Task set:
[a] From the solar paint text, list the examples it gives of things that could be painted for power.
[b] Duplicate the passage of the solar paint text starting with "The paint is" and going on through "in sterile environments.".
[c] Go on with the solar paint text, picking up after its last sentence.
━━━━━ Text block
A new solar power technology promises to power planes, trains and automobiles with paint.
In fact, anything that has exposure to sunlight could be painted for power - fences, walls, rooftops ...even smartphones.
The secret is a paint-on, quantum-dot solar cell technology.
The paint is loaded with quantum dots that are extremely small measuring only a few nanometres in diameter. A nanometre is a billionth of a metre or about ten thousand times thinner than a human hair.
These tiny dots can convert sunlight into electricity just like conventional solar cells but unlike traditional solar cells, the solar power cost of quantum dots is a lot cheaper.
A square meter of solar paint is about $15 versus $1000 for a comparable solar panel.
The cost of making conventional solar panels is a major deterrent in expanding our use of solar energy. Solar cells are expensive to manufacture because silicon crystals are grown in high heat furnaces, cooled, then cut into thin wafers in sterile environments.
Solar electricity currently accounts for less than 1% of our energy supply yet enough sunshine hits Earth in just one hour to fulfill our worldwide energy needs for an entire year.
━━━━━━━━━━
━━━━━ Given data
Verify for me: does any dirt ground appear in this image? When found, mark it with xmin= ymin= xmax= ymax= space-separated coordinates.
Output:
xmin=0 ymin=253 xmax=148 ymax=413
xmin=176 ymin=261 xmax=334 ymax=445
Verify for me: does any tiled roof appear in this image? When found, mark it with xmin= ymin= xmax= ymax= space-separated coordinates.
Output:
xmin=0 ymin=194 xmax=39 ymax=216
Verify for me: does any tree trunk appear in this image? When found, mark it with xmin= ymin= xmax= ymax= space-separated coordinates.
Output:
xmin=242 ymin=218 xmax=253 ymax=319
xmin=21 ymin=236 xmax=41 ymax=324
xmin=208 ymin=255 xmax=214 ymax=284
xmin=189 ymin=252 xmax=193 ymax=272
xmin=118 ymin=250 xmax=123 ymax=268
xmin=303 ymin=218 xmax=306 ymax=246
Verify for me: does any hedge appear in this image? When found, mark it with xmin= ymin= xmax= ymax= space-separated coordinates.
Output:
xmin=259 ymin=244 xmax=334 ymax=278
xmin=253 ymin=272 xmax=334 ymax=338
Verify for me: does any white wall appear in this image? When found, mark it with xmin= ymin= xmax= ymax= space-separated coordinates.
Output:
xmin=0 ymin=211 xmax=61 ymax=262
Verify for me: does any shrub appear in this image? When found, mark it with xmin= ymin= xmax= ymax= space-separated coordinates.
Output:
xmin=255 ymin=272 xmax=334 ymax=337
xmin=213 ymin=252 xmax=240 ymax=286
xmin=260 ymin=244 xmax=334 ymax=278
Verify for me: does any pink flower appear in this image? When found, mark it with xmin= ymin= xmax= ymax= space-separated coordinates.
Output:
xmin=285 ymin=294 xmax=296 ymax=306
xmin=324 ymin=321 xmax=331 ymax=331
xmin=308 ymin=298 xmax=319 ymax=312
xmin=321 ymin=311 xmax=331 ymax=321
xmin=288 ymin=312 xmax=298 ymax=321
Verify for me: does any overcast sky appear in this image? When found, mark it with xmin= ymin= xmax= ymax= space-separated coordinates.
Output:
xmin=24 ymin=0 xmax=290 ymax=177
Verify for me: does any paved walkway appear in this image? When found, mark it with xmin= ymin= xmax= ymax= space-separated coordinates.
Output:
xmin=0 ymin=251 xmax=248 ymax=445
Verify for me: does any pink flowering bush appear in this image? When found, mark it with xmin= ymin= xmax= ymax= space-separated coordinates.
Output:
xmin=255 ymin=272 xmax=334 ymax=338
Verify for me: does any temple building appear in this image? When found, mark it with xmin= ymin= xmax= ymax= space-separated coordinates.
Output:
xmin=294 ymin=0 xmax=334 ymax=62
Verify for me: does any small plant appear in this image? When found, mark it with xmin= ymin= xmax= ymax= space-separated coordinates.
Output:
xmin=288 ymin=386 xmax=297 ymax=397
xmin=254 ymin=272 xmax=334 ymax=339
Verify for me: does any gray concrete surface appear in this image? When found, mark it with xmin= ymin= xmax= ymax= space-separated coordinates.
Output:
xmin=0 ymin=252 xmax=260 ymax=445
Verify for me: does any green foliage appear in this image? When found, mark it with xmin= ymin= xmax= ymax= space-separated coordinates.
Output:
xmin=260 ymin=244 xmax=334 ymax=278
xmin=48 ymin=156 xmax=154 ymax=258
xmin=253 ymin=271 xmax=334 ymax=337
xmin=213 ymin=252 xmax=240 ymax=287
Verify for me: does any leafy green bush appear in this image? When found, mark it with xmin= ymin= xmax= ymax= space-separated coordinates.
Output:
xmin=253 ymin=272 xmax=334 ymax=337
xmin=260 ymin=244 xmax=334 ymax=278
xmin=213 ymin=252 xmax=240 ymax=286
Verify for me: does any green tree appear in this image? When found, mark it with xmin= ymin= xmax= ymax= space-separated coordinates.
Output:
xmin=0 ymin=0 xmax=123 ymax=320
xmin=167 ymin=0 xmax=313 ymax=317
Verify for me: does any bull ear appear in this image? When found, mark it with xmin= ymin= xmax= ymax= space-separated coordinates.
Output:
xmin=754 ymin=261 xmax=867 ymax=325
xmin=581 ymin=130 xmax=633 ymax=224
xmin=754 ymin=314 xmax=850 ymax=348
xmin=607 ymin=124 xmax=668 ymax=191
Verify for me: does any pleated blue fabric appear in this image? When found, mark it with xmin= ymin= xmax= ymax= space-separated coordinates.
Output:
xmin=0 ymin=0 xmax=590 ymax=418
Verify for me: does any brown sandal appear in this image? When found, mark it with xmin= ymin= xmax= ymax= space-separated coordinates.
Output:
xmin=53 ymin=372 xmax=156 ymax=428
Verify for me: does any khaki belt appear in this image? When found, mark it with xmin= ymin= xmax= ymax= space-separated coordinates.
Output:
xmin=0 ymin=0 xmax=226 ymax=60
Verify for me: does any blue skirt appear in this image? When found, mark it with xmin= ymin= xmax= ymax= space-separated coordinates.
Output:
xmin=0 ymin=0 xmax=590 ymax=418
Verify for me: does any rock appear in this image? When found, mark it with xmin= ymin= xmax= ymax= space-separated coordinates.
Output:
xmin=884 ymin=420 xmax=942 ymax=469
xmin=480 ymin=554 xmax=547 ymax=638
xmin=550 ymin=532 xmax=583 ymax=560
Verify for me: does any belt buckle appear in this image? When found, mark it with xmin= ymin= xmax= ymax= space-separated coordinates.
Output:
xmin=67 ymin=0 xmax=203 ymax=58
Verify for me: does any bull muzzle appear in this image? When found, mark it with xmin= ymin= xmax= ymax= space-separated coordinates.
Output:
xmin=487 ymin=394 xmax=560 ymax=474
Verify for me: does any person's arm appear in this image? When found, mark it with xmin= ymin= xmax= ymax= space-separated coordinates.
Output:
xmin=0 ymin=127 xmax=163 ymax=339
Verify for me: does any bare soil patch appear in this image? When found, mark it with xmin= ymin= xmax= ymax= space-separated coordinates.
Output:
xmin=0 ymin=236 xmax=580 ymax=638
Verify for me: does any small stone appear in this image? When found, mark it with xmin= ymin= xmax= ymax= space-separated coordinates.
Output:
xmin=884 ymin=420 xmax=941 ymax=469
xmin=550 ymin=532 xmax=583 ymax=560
━━━━━━━━━━
Answers:
[a] Fences, walls, rooftops, smartphones

[b]
The paint is loaded with quantum dots that are extremely small measuring only a few nanometres in diameter. A nanometre is a billionth of a metre or about ten thousand times thinner than a human hair.
These tiny dots can convert sunlight into electricity just like conventional solar cells but unlike traditional solar cells, the solar power cost of quantum dots is a lot cheaper.
A square meter of solar paint is about $15 versus $1000 for a comparable solar panel.
The cost of making conventional solar panels is a major deterrent in expanding our use of solar energy. Solar cells are expensive to manufacture because silicon crystals are grown in high heat furnaces, cooled, then cut into thin wafers in sterile environments.

[c]
The problem is that our technologies remain relatively inefficient in capturing, converting, and storing all this free sunshine.
But Sargent believes that the low cost of solar paint will accelerate the use of solar energy.
Covering 150,000 square kilometers of surfaces with solar paint, in theory, would supply the energy requirements for the entire planet. Yet solar paint only converts 6 percent of the sunshine received into electricity compared to 17 percent for conventional solar cells.
Sargent points out that five years ago solar paint had a 0 percent efficiency rate due to impurities obstructing the flow of electrons and the inability to convert infrared light into electricity.
According to Michael McGehee of Stanford University, a renowned expert in organic solar cells, a power conversion efficiency rate of 6% percent for quantum dots is a very impressive progression. "At 10 per cent you start to have something compelling," adds Sargent.
With innovations in solar power technology such as solar paint, scientists predict that our use of solar energy will continually increase until it eventually becomes our major source of electricity.
Solar Power Technology
A new solar power technology could enable your mobile devices to be recharged from any source of heat.
Solar energy efficiency is effectively converting light (heat) into electricity.
But the sun isn't the only source of light.
A new photovoltaic energy-conversion material has been developed at MIT that generates electricity from heat without using the sun.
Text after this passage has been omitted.